Task brief: Please give the date on which Rother Valley Country Park Limited took over full responsibility for managing the park, according to the Oak Holdings interim report.

Excerpt:
▬▬▬▬▬▬

Interim Report - six months e

RNS Number : 5242W
Oak Holdings PLC
30 July 2009
 



OAK HOLDINGS PLC


Interim Report

For the six months ended 30 April 2009


Chairman's Statement


Shareholders will be aware that the current recession continues to produce an extremely challenging business environment particularly for property development activity. Having secured the YES! Project Development Agreement in August 2008 which includes the terms of the 250 year lease of the development site, recent efforts have been concentrated on agreeing acceptable terms with Rotherham Metropolitan Borough Council (RMBC) for a 7 year operational lease of the existing Rother Valley Country Park. I am pleased to be able to report that this lease has now been executed and that a wholly owned subsidiary of Oak Holdings plc, Rother Valley Country Park Limited (RVCP), assumed total responsibility for the management of the park on 8 May 2009. This is a significant achievement and revenues generated by the park since its acquisition are already in excess of those for the corresponding period last year. Several new initiatives have already been introduced in the park, including the construction of a miniature steam railway and improved food and drink offers. The operational lease also makes provision for conversion to a 250-year term and control of the park can therefore be seen as a launch pad for the future integrated development of the YES! Project on the adjoining site. Control of RVCP has served to reposition the Company away from pure property development into a cash generative leisure based business with substantial development upside potential. Shareholders who wish to understand further and appreciate this potential would do well to visit RVCP and arrangements can be made for behind the scenes tours through the Chief Executive Steve Lewis.


Results


The Company's results for the 6 months ended 30 April 2009 were a profit on ordinary activities before taxation of £186,791 (2008: a loss of £360,191). The results are in line with the Board's expectations and derive largely from the formal waiver on 12 February 2009 by the directors and other related parties of their entitlement to certain salaries, fees and loans that were owed to them at 31 October 2008 amounting in total to £410,086. The result includes a charge of £93,835 (2008: £94,300) in respect of 'Share Based Payments' as determined by IFRS 2.


There was no consultancy turnover in the period as the Company directed the majority of its resources to the securing of the lease and management agreement at the Rother Valley Country Park. The Company continues to exercise tight control over expenditures. YES! costs in the period were not significant.


Net assets at 30 April 2009 were largely unchanged at £9.76m (2008: £9.82m).

▬▬▬▬▬▬

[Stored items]
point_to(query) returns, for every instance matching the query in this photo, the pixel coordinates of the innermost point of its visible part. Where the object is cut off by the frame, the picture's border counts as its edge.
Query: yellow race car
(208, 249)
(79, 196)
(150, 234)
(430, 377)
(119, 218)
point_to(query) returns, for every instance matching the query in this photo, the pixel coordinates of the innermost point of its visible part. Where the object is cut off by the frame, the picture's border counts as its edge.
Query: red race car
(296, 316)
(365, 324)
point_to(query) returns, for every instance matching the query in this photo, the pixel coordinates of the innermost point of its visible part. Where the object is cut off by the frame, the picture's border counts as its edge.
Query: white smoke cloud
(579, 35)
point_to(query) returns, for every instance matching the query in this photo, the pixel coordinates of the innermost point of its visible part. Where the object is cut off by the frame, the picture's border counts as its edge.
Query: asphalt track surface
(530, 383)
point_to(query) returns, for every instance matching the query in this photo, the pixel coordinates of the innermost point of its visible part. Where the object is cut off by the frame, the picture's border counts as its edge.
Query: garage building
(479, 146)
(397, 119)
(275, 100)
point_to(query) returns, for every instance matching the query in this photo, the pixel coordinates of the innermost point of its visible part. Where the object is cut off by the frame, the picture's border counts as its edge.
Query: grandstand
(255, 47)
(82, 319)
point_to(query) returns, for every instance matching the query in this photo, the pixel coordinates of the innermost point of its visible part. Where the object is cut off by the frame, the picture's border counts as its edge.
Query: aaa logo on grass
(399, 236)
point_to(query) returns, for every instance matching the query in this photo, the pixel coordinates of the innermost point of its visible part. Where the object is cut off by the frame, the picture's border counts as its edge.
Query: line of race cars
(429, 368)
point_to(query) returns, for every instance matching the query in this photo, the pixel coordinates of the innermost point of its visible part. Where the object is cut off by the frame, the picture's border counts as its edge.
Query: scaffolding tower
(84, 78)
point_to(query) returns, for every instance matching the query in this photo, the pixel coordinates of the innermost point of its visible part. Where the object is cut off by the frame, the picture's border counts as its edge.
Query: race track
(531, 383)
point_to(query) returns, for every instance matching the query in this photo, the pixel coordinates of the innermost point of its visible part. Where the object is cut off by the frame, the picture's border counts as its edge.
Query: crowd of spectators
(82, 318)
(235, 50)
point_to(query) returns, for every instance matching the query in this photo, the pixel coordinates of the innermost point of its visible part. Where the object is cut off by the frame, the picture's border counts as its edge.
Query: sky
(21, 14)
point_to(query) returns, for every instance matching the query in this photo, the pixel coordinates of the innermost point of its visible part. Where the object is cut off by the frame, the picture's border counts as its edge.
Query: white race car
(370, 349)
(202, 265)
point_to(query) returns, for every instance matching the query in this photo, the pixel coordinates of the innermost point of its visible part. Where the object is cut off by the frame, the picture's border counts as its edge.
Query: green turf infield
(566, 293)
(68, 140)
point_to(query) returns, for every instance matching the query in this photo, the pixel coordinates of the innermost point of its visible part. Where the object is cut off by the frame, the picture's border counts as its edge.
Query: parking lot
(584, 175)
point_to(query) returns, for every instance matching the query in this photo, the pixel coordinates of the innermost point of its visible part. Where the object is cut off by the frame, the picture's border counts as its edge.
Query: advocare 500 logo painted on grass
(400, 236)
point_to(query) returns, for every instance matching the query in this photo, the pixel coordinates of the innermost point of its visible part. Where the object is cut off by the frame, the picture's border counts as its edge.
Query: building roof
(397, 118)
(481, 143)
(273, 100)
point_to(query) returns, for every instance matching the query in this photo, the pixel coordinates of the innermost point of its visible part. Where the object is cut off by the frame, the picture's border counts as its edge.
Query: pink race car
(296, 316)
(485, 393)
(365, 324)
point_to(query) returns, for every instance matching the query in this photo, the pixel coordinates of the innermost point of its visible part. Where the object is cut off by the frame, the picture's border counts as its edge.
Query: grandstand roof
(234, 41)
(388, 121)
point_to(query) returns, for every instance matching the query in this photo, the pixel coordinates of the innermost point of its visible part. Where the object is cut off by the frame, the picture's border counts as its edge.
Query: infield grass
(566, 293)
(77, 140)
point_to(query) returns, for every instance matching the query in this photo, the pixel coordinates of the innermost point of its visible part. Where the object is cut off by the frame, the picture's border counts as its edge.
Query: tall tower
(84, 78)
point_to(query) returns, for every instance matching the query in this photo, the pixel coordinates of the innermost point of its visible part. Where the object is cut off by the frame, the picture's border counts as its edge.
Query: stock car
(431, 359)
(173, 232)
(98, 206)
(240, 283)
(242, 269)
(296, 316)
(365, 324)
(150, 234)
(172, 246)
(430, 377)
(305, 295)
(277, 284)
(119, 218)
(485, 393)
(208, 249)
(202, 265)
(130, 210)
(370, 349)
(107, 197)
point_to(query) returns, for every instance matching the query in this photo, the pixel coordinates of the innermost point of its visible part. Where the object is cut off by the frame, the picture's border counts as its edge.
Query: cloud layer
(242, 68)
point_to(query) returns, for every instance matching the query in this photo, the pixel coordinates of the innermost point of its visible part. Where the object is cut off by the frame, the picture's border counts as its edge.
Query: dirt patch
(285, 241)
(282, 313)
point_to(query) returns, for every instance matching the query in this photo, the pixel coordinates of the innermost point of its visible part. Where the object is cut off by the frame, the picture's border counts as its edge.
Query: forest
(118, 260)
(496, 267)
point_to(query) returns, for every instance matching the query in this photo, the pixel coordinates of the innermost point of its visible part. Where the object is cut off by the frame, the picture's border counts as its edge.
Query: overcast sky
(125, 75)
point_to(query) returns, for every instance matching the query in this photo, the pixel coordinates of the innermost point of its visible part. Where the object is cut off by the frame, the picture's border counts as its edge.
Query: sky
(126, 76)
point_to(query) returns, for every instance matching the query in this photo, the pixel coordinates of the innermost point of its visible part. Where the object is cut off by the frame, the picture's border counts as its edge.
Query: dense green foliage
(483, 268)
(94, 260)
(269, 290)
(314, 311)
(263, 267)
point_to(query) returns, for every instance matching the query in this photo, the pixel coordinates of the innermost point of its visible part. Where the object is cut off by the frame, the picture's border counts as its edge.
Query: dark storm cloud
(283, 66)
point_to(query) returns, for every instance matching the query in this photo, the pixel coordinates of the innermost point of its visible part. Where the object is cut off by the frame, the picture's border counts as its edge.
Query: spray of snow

▬▬▬▬▬▬

Complete response: 8 May 2009